> **Page excerpt**
++++++++++++++++++++

With the hit ensemble action movie The Expendables, now a year and a half old, and its inevitable sequel, not due out for months, it seems like an odd time to release an extended director’s cut on Blu-Ray. But the way star/director/co-writer Sylvester Stallone tells it on his video introduction, the timing is a product of the filmmaker’s whims: after he had a chance to live with his theatrical cut of the movie, he watched it again and felt the impulse to take another crack at editing it, eventually adding about ten minutes to the running time. (The new version premiered over the summer via some cable On Demand systems prior to its Blu-Ray and DVD.)
Stallone explains, with characteristic effusive clumsiness, that this cut restores some moments from the original script and hews closer to his “original concept”. The specific nature of said concept remains unexplained. Perhaps a director’s commentary (present on the original DVD, but not re-recorded for this version, as Stallone is busy making his sequel) would have offered more context.
But given Stallone’s way with words, perhaps not. His ultimate men-on-a-mission movie is clearly a labor of love, but not a well-articulated one. He wants his assemblage of mercenaries to have a chops-busting rapport, but the tough-guy banter often comes out garbled. In a scene where Stallone meets up with a cameoing Bruce Willis and Arnold Schwarzenegger to discuss a possible job, Schwarzenegger and Stallone wind up sounding like goony 12-year-olds (sample exchange: Arnold says, “Let’s have dinner.” Sly: “Sure. When?” Arnold: “In a thousand years!” Sly: “Too soon”).

++++++++++++++++++++

> **Exercise brief**
In the piece on the extended director's cut of The Expendables, how much running time did Stallone add?

> **Given data**

++++++++++++++++++++

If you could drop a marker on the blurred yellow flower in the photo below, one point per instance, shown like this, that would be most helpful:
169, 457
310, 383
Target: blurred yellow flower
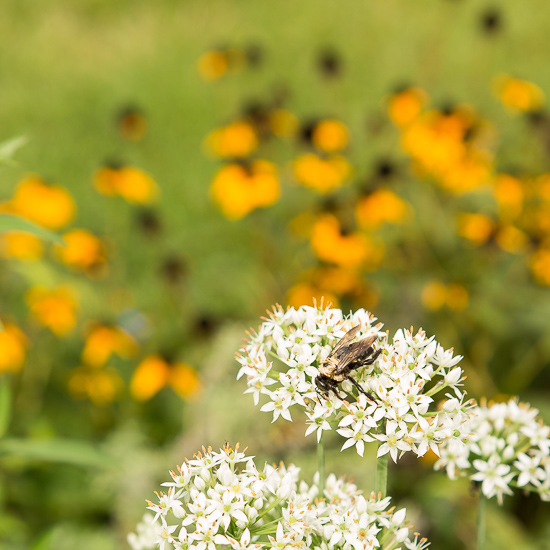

++++++++++++++++++++

> **Response below**
About ten minutes.